What to do. Say whether each statement agrees with the guide below on creating PySpark DataFrames from MongoDB, answering yes or no and quoting the deciding words exactly: 1. MongoDB is described as a NoSQL database. 2. The sample connector version is given for Spark 2.x. 3. The connector can be added through --packages in spark-submit.

Extract.
START

How to Create a PySpark DataFrame from a MongoDB Collection: The Ultimate Guide

Published on April 17, 2025


Diving Straight into Creating PySpark DataFrames from MongoDB Collections

Got a MongoDB collection brimming with data—like user profiles or transaction logs—and eager to transform it into a PySpark DataFrame for big data analytics? Creating a DataFrame from a MongoDB collection is a key skill for data engineers building ETL pipelines with Apache Spark. MongoDB, a NoSQL database, stores flexible, semi-structured data, and PySpark’s MongoDB Connector bridges it to Spark’s distributed processing. This guide dives into the syntax and steps for reading MongoDB collections into a PySpark DataFrame, with examples covering simple to complex scenarios. We’ll tackle key errors to keep your pipelines robust. Let’s unlock that MongoDB data! For more on PySpark, see Introduction to PySpark.


Configuring PySpark to Connect to MongoDB

Before reading a MongoDB collection, you need to configure PySpark with the MongoDB Spark Connector to access the database. This setup is critical for all scenarios in this guide and involves specifying the connection URI and connector dependency. Here’s how to set it up:

  1. Install MongoDB Spark Connector: Ensure the connector (e.g., org.mongodb.spark:mongo-spark-connector_2.12:10.0.2 for Spark 3.x) is available. Add it via --packages in spark-submit or include it in your Spark cluster’s libraries.

END

Excerpts of labeled region data.
START

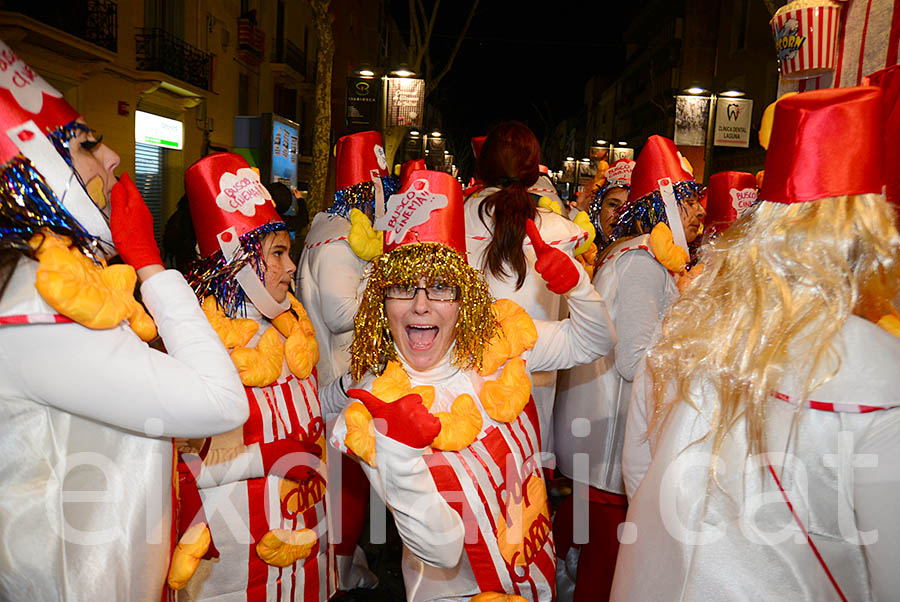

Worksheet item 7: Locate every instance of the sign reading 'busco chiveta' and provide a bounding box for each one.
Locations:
[134,111,184,150]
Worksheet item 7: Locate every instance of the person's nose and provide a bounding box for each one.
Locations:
[413,288,431,314]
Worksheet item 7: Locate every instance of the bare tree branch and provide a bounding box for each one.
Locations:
[406,0,422,65]
[425,0,481,97]
[307,0,334,215]
[415,0,441,71]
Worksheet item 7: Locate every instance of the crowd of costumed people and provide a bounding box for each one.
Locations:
[0,31,900,602]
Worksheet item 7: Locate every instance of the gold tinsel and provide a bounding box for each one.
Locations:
[350,242,498,380]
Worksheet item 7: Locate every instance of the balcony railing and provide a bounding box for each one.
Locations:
[135,28,211,90]
[0,0,119,52]
[272,40,308,79]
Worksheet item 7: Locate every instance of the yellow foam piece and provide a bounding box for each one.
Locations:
[650,222,691,274]
[344,401,375,466]
[431,394,484,451]
[166,523,212,591]
[478,357,531,422]
[256,529,317,568]
[572,211,597,257]
[347,209,384,261]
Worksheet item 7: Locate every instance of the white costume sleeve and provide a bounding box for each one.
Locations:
[525,258,616,372]
[622,358,653,501]
[853,408,900,600]
[319,374,353,422]
[360,431,465,568]
[313,244,360,334]
[613,250,671,381]
[0,270,249,437]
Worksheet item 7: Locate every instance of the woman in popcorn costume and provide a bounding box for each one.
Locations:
[0,42,247,602]
[588,159,634,250]
[612,87,900,601]
[465,121,594,449]
[554,136,704,601]
[169,153,335,602]
[297,132,397,590]
[332,165,615,602]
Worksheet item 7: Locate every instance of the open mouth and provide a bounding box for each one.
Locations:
[406,324,439,349]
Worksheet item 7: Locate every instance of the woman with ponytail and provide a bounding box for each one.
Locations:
[466,121,588,449]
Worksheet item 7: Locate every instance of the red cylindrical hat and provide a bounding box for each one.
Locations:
[869,65,900,205]
[628,136,694,202]
[0,41,81,163]
[759,87,884,203]
[335,132,388,190]
[704,171,757,232]
[184,153,282,258]
[605,159,634,188]
[472,136,487,160]
[398,159,425,186]
[375,169,466,258]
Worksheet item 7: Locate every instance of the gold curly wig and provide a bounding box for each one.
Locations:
[350,242,498,380]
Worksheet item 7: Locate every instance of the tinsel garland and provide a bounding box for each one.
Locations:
[350,242,498,380]
[187,222,288,318]
[0,150,104,262]
[325,177,400,219]
[611,180,702,241]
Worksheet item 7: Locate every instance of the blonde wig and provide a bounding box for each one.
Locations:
[350,242,499,380]
[647,194,900,456]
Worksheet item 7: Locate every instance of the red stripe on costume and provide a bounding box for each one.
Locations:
[302,504,320,601]
[247,478,269,599]
[425,452,506,592]
[856,0,872,86]
[884,0,900,67]
[834,2,850,88]
[281,381,303,435]
[771,391,900,414]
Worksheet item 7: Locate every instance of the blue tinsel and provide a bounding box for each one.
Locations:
[0,148,103,261]
[325,177,400,219]
[187,222,288,318]
[611,180,701,240]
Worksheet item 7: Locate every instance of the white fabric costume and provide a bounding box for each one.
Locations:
[611,317,900,602]
[332,267,615,602]
[465,187,588,450]
[554,234,678,494]
[179,302,335,602]
[297,213,368,386]
[0,258,248,602]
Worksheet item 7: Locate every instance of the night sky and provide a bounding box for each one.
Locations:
[388,0,643,173]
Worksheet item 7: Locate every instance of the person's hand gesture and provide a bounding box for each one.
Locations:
[109,173,162,270]
[347,389,441,449]
[525,220,580,295]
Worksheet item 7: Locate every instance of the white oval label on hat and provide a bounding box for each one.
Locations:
[375,144,387,169]
[728,188,756,217]
[375,178,450,244]
[216,167,272,217]
[606,160,634,187]
[0,41,62,114]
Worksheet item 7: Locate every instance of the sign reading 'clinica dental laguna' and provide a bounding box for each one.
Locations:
[134,111,184,150]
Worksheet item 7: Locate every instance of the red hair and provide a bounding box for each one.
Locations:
[475,121,541,289]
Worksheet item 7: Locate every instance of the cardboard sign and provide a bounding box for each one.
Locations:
[713,98,753,148]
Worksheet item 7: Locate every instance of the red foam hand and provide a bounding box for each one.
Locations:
[347,389,441,449]
[109,173,162,270]
[259,437,322,483]
[525,220,581,295]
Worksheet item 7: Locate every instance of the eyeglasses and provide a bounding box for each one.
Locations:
[384,284,459,301]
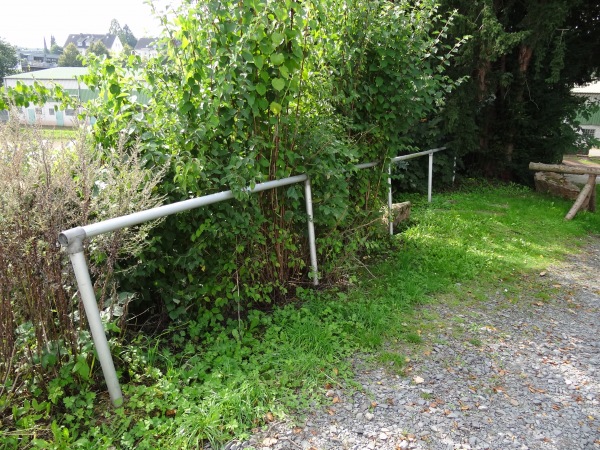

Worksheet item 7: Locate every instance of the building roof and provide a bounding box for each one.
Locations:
[135,38,156,50]
[4,67,88,80]
[572,81,600,95]
[64,33,117,49]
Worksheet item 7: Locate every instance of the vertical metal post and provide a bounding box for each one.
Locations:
[67,238,123,408]
[427,152,433,203]
[304,178,319,286]
[388,163,394,236]
[452,155,456,185]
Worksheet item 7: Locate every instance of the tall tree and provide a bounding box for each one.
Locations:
[58,42,83,67]
[0,38,19,81]
[432,0,600,181]
[119,24,137,48]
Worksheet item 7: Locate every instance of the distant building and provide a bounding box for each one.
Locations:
[2,67,98,127]
[63,33,123,55]
[133,38,158,58]
[571,81,600,139]
[17,48,60,72]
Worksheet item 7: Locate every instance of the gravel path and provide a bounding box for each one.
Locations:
[236,237,600,450]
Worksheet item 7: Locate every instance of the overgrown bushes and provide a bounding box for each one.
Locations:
[81,0,460,318]
[0,113,162,409]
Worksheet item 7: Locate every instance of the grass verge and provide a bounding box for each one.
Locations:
[0,182,600,449]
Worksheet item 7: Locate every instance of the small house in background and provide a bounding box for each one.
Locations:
[64,33,123,56]
[3,67,98,127]
[17,48,60,72]
[133,38,158,59]
[571,81,600,139]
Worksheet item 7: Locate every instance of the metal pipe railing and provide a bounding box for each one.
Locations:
[388,147,448,236]
[58,147,445,407]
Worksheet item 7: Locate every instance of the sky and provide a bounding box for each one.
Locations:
[0,0,179,48]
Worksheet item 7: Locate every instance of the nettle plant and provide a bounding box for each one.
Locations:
[86,0,457,318]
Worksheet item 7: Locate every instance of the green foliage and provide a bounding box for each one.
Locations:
[0,180,600,449]
[440,0,598,184]
[0,115,162,447]
[58,42,83,67]
[86,0,462,318]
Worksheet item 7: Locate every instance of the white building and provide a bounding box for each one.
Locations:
[571,81,600,139]
[2,67,97,127]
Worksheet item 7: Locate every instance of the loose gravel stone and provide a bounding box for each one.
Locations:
[240,237,600,450]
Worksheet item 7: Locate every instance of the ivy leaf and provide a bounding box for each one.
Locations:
[271,53,285,66]
[271,32,285,47]
[279,66,290,78]
[254,55,265,70]
[271,78,285,91]
[269,102,281,115]
[256,83,267,96]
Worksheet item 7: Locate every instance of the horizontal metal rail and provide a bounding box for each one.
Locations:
[58,147,445,407]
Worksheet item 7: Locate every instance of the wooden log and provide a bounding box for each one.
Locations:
[529,163,600,175]
[565,175,596,220]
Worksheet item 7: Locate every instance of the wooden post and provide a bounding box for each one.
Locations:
[565,174,596,220]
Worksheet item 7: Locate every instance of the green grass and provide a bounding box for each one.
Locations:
[0,182,600,449]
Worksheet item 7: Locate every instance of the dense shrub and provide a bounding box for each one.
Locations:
[81,0,464,318]
[0,112,162,400]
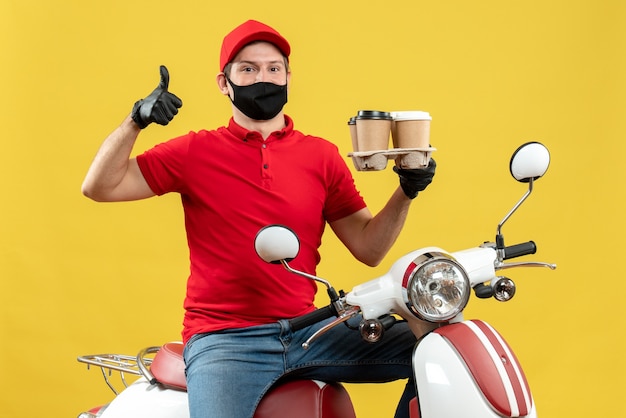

END

Reply.
1. Yes: "MongoDB, a NoSQL database, stores flexible, semi-structured data"
2. No: "org.mongodb.spark:mongo-spark-connector_2.12:10.0.2 for Spark 3.x"
3. Yes: "Add it via --packages in spark-submit"